Your goal: Each entry below is to be transcribed exactly.

-- begin Records provided --

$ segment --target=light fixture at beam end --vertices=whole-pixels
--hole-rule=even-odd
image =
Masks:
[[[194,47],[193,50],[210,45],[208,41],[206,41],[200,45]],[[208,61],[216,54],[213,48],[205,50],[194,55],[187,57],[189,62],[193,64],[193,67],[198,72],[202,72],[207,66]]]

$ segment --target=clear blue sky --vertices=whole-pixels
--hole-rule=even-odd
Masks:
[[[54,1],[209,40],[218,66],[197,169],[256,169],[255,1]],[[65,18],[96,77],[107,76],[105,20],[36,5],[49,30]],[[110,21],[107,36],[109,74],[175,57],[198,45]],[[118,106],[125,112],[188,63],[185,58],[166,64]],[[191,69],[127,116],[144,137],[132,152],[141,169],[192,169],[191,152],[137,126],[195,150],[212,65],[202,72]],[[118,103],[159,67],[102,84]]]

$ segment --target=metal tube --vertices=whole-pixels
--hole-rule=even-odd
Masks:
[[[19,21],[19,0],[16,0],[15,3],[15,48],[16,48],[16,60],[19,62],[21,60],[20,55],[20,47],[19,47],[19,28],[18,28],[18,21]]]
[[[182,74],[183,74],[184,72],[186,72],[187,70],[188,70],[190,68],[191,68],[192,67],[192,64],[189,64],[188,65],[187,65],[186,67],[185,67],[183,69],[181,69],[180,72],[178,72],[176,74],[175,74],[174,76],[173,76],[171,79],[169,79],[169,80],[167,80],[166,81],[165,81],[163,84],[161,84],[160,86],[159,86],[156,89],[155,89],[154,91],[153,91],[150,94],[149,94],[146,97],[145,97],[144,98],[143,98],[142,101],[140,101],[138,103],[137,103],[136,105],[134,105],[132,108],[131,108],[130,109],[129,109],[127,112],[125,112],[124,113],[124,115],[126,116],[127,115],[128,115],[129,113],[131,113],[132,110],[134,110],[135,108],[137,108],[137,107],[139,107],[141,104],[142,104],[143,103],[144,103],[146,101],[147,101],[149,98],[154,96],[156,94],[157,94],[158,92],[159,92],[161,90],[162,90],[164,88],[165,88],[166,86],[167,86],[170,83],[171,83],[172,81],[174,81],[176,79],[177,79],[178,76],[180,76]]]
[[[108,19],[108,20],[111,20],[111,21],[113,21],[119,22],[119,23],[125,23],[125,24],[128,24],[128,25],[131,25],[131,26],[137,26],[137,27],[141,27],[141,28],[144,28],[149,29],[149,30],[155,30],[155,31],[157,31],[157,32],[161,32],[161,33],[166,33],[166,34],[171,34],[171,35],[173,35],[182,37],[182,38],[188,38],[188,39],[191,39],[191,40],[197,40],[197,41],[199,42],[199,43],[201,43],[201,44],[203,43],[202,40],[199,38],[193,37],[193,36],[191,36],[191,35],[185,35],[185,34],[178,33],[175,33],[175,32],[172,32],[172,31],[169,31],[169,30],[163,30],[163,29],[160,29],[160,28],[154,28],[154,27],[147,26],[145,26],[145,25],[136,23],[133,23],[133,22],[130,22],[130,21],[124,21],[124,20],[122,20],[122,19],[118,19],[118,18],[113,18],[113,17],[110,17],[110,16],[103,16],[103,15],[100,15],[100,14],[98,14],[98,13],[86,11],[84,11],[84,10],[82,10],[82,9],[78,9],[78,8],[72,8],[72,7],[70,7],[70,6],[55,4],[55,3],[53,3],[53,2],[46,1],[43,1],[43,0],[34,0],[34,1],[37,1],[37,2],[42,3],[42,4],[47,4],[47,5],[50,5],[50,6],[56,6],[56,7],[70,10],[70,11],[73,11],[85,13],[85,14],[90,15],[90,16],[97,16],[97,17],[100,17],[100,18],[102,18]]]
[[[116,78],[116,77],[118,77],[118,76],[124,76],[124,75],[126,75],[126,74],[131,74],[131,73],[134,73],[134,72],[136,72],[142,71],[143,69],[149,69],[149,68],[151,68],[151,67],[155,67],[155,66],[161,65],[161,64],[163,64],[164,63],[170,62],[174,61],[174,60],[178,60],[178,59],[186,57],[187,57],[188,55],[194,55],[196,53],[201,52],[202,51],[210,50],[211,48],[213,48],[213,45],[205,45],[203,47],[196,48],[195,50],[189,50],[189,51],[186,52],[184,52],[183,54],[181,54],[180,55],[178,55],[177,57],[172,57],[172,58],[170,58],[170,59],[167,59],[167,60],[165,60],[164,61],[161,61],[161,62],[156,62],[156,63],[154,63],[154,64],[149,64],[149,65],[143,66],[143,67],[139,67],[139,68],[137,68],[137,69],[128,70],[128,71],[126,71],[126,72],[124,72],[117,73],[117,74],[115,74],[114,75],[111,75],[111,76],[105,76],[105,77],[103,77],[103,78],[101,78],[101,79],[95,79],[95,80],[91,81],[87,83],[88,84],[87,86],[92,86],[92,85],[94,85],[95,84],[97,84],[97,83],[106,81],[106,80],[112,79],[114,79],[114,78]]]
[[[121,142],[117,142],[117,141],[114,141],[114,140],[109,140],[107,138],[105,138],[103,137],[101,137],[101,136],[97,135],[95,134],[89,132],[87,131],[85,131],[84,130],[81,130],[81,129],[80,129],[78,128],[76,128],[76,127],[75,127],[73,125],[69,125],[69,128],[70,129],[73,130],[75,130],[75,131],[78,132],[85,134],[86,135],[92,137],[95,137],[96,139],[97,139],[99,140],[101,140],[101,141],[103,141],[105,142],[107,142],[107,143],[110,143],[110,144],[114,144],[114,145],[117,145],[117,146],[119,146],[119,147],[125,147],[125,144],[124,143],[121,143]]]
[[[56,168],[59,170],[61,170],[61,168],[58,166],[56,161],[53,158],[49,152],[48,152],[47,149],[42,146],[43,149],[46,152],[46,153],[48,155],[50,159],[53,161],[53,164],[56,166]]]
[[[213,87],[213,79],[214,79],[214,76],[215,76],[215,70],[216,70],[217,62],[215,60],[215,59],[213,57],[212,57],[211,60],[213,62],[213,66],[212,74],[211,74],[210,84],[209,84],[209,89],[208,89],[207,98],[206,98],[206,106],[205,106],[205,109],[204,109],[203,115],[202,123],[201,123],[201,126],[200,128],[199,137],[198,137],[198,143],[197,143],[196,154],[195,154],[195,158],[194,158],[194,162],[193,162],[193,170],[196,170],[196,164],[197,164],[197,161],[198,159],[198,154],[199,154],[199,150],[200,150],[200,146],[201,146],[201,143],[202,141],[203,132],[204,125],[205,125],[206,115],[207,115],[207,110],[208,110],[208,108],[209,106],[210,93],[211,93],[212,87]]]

-- end Records provided --

Finished task:
$ segment --target=light fixture at beam end --vertices=whole-pixels
--hole-rule=even-odd
image =
Masks:
[[[194,47],[193,50],[210,45],[208,41],[206,41],[200,45]],[[208,61],[216,54],[213,48],[205,50],[194,55],[187,57],[189,62],[193,64],[193,67],[198,72],[202,72],[207,66]]]

$ segment --target=clear blue sky --vertices=whole-pixels
--hole-rule=even-odd
Masks:
[[[54,1],[209,40],[218,66],[197,169],[256,169],[255,1]],[[65,18],[96,77],[107,76],[105,20],[36,5],[49,30]],[[110,21],[107,36],[109,74],[175,57],[198,45]],[[118,106],[125,112],[188,63],[185,58],[166,64]],[[191,69],[127,116],[144,137],[132,152],[141,169],[192,169],[191,152],[137,126],[195,150],[212,65],[202,72]],[[118,103],[159,67],[102,84]]]

$ segment --target=metal tube --vertices=whole-pixels
--hole-rule=even-odd
Masks:
[[[19,21],[19,0],[16,0],[15,3],[15,48],[16,48],[16,60],[19,62],[21,60],[20,55],[20,47],[19,47],[19,28],[18,28],[18,21]]]
[[[182,74],[183,74],[184,72],[186,72],[187,70],[188,70],[190,68],[191,68],[192,67],[192,64],[189,64],[188,65],[187,65],[186,67],[185,67],[183,69],[181,69],[180,72],[178,72],[176,74],[175,74],[174,76],[173,76],[171,79],[169,79],[169,80],[167,80],[166,81],[165,81],[163,84],[161,84],[160,86],[159,86],[156,89],[155,89],[154,91],[153,91],[150,94],[149,94],[146,97],[145,97],[144,98],[143,98],[142,101],[140,101],[138,103],[137,103],[136,105],[134,105],[132,108],[131,108],[130,109],[129,109],[127,112],[125,112],[124,113],[124,115],[126,116],[127,115],[128,115],[129,113],[131,113],[132,110],[134,110],[135,108],[137,108],[137,107],[139,107],[141,104],[142,104],[143,103],[144,103],[146,101],[147,101],[149,98],[154,96],[156,94],[157,94],[158,92],[159,92],[161,90],[162,90],[164,88],[165,88],[166,86],[167,86],[170,83],[171,83],[172,81],[174,81],[176,79],[177,79],[178,76],[180,76]]]
[[[108,19],[108,20],[111,20],[111,21],[113,21],[119,22],[119,23],[125,23],[125,24],[128,24],[128,25],[131,25],[131,26],[137,26],[137,27],[141,27],[141,28],[144,28],[149,29],[149,30],[155,30],[155,31],[157,31],[157,32],[161,32],[161,33],[166,33],[166,34],[171,34],[171,35],[173,35],[182,37],[182,38],[188,38],[188,39],[191,39],[191,40],[197,40],[197,41],[199,42],[199,43],[201,43],[201,44],[203,43],[202,40],[199,38],[193,37],[193,36],[191,36],[191,35],[185,35],[185,34],[178,33],[175,33],[175,32],[172,32],[172,31],[169,31],[169,30],[163,30],[163,29],[160,29],[160,28],[154,28],[154,27],[147,26],[145,26],[145,25],[136,23],[133,23],[133,22],[130,22],[130,21],[124,21],[124,20],[122,20],[122,19],[118,19],[118,18],[113,18],[113,17],[110,17],[110,16],[103,16],[103,15],[100,15],[100,14],[98,14],[98,13],[86,11],[84,11],[84,10],[82,10],[82,9],[78,9],[78,8],[72,8],[72,7],[70,7],[70,6],[55,4],[55,3],[53,3],[53,2],[46,1],[43,1],[43,0],[34,0],[34,1],[37,1],[37,2],[42,3],[42,4],[47,4],[47,5],[50,5],[50,6],[56,6],[56,7],[70,10],[70,11],[73,11],[85,13],[85,14],[90,15],[90,16],[97,16],[97,17],[100,17],[100,18],[102,18]]]
[[[116,78],[116,77],[118,77],[118,76],[124,76],[124,75],[126,75],[126,74],[131,74],[131,73],[134,73],[134,72],[136,72],[142,71],[143,69],[149,69],[149,68],[151,68],[151,67],[155,67],[155,66],[161,65],[161,64],[163,64],[164,63],[170,62],[174,61],[174,60],[178,60],[178,59],[186,57],[187,57],[188,55],[194,55],[196,53],[201,52],[202,51],[210,50],[211,48],[213,48],[213,45],[205,45],[203,47],[196,48],[195,50],[189,50],[189,51],[186,52],[184,52],[183,54],[181,54],[180,55],[178,55],[177,57],[172,57],[172,58],[170,58],[170,59],[167,59],[167,60],[165,60],[164,61],[161,61],[161,62],[156,62],[156,63],[154,63],[154,64],[149,64],[149,65],[143,66],[143,67],[139,67],[139,68],[137,68],[137,69],[128,70],[128,71],[126,71],[126,72],[124,72],[117,73],[117,74],[115,74],[114,75],[111,75],[111,76],[105,76],[105,77],[103,77],[103,78],[101,78],[101,79],[95,79],[95,80],[91,81],[87,83],[88,84],[87,86],[92,86],[92,85],[94,85],[95,84],[97,84],[97,83],[106,81],[106,80],[112,79],[114,79],[114,78]]]
[[[121,142],[117,142],[117,141],[114,141],[114,140],[109,140],[107,138],[105,138],[103,137],[101,137],[101,136],[97,135],[95,134],[89,132],[87,131],[85,131],[84,130],[81,130],[81,129],[80,129],[78,128],[76,128],[76,127],[75,127],[73,125],[69,125],[69,128],[70,129],[73,130],[75,130],[75,131],[78,132],[85,134],[86,135],[92,137],[95,137],[96,139],[97,139],[99,140],[101,140],[101,141],[103,141],[105,142],[107,142],[107,143],[110,143],[110,144],[114,144],[114,145],[117,145],[117,146],[119,146],[119,147],[125,147],[125,144],[124,143],[121,143]]]
[[[56,168],[59,170],[61,170],[61,168],[58,166],[56,161],[53,158],[49,152],[48,152],[47,149],[42,146],[43,149],[46,152],[46,153],[48,155],[50,159],[53,161],[53,164],[56,166]]]
[[[213,87],[213,79],[214,79],[214,76],[215,76],[215,70],[216,70],[217,62],[215,60],[215,59],[213,57],[212,57],[211,60],[213,62],[213,66],[212,74],[211,74],[210,84],[209,84],[209,89],[208,89],[207,98],[206,98],[206,106],[205,106],[205,109],[204,109],[203,115],[202,123],[201,123],[201,126],[200,128],[199,137],[198,137],[198,143],[197,143],[196,154],[195,154],[195,158],[194,158],[194,162],[193,162],[193,170],[196,170],[196,164],[197,164],[197,161],[198,159],[198,154],[199,154],[199,150],[200,150],[200,146],[201,146],[201,143],[202,141],[203,132],[204,125],[205,125],[206,115],[207,115],[207,110],[208,110],[208,108],[209,106],[210,93],[211,93],[212,87]]]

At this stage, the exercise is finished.